*Exercise description*:
Please transcribe word for word the part of the shipping article that opens with the words containing "And APM-Maersk Line’s" and closes with "of improved demand.".

There are distinct signs that
things are looking up in
the shipping industry, with
cargo volumes (particularly
from the east) picking up, a
capacity shortage and rising
rates all being recorded in
trades around the world.
Financial data from
Standard Bank shows trade
remained robust into the
second quarter, following a
spurt in China’s economic
growth seen in the first three
months of the year.
Hapag Lloyd CE, Rolf
Habben Jansen, said that he
was “cautiously optimistic”
about the outlook for the rest
of the year due to the gap
between supply and demand
closing.
And APM-Maersk Line’s
Q1 results confirm the
upward trend that others
have also noted. “Industry
fundamentals are improving,”
said the report.
“Market fundamentals
continued to improve in
Q1 and demand outgrew
nominal supply for the second
consecutive quarter,” it
added. “Transported volumes
increased by 10%, partly
because of improved demand.
“Both spot freight rates
and contract rates increased
significantly during the
quarter, lately also on the
North-South trades.”
Indeed, the only adverse
factor at the moment is the
increasing bunker prices.
Hapag’s Jansen, for
example, warned that higher
bunker costs in Q1 were
expected to have an impact
on freight rates for the rest of
the year.

*Material*:

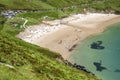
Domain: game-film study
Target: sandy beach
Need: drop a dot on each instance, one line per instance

*Solution to this problem*:
And APM-Maersk Line’s
Q1 results confirm the
upward trend that others
have also noted. “Industry
fundamentals are improving,”
said the report.
“Market fundamentals
continued to improve in
Q1 and demand outgrew
nominal supply for the second
consecutive quarter,” it
added. “Transported volumes
increased by 10%, partly
because of improved demand.